À Toulon, depuis le début de la Révolution Française, ouvriers de l'arsenal et officiers de marine se sont fréquemment affrontés. Les derniers, bien que leur nombre soit réduit par l'émigration, ont réussi à s'emparer de la direction du mouvement fédéraliste toulonnais, lequel, comme ailleurs en province, s'est créé en réaction à l'éviction des Girondins de la Convention et la domination de celle-ci par les Montagnards. Ils l'animent d'un esprit de plus en plus ouvertement monarchiste.
La situation
Le 18 juillet 1793, un comité central des sections municipales toulonnaises est créé. Réagissant aux événements parisiens en cours, il décide bientôt l'arrestation des représentants en mission qui se trouvent dans la ville : Pierre Baille, Charles Beauvais, Paul Barras et Louis Marie Stanislas Fréron (les deux derniers ne tarderont pas à s'évader).

Consignes
(a) Quels représentants en mission se trouvant dans la ville le texte sur Toulon nomme-t-il ?
(b) Recopiez le passage du texte sur Toulon qui va de « À Toulon, depuis » à « plus ouvertement monarchiste. ».
(c) Pouvez-vous prolonger le texte sur Toulon au-delà de sa dernière phrase ?
La liste qui suit n'a aucun rapport avec le texte sur Toulon.

Extrait de données

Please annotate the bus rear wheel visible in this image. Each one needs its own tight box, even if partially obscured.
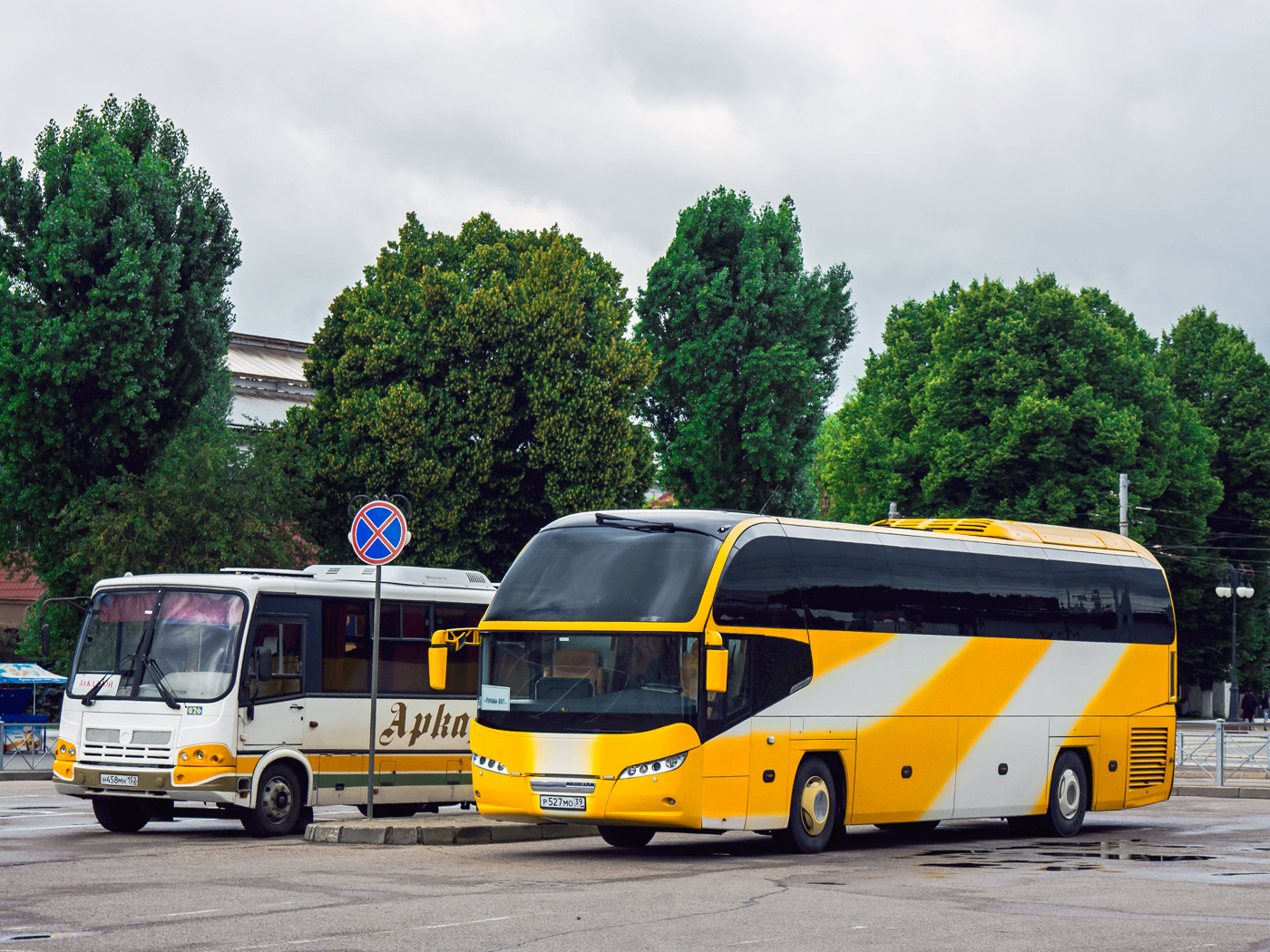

Corrigés
(a) Pierre Baille, Charles Beauvais, Paul Barras et Louis Marie Stanislas Fréron.

(b)
À Toulon, depuis le début de la Révolution Française, ouvriers de l'arsenal et officiers de marine se sont fréquemment affrontés. Les derniers, bien que leur nombre soit réduit par l'émigration, ont réussi à s'emparer de la direction du mouvement fédéraliste toulonnais, lequel, comme ailleurs en province, s'est créé en réaction à l'éviction des Girondins de la Convention et la domination de celle-ci par les Montagnards. Ils l'animent d'un esprit de plus en plus ouvertement monarchiste.

(c)
Très vite, les fédéralistes toulonnais entament des pourparlers avec l'amiral anglais Samuel Hood , commandant l'escadre de la Méditerranée. Du fait de l'opposition en leur sein des fédéralistes modérés, de tendance girondine, qui les considèrent comme une trahison, ces négociations n'aboutissent pas.
Cependant, les fédéralistes marseillais, eux-mêmes insurgés contre la Convention depuis le 22 juin, et alarmés par les déboires militaires de leur « armée » (dont Bonaparte a laissé, dans le « Souper de Beaucaire », une description mordante) ont mis à leur tête un chef royaliste et nommé un « comité de salut public ». Celui-ci envoie lui aussi des émissaires aux flottes britanniques et espagnoles, dans l'espoir d'obtenir leur appui face aux troupes de la Convention.
Marseille accueille le 22 août 1793 la frégate anglaise Nemesis, commandée par le capitaine John Woodley, officiellement en vue d'un échange de prisonniers, en réalité pour entamer des pourparlers. Cette arrivée, s'ajoutant à la terreur blanche que les royalistes font régner dans la cité et à l'avancée des armées républicaines, entraîne une vive réaction des jacobins locaux.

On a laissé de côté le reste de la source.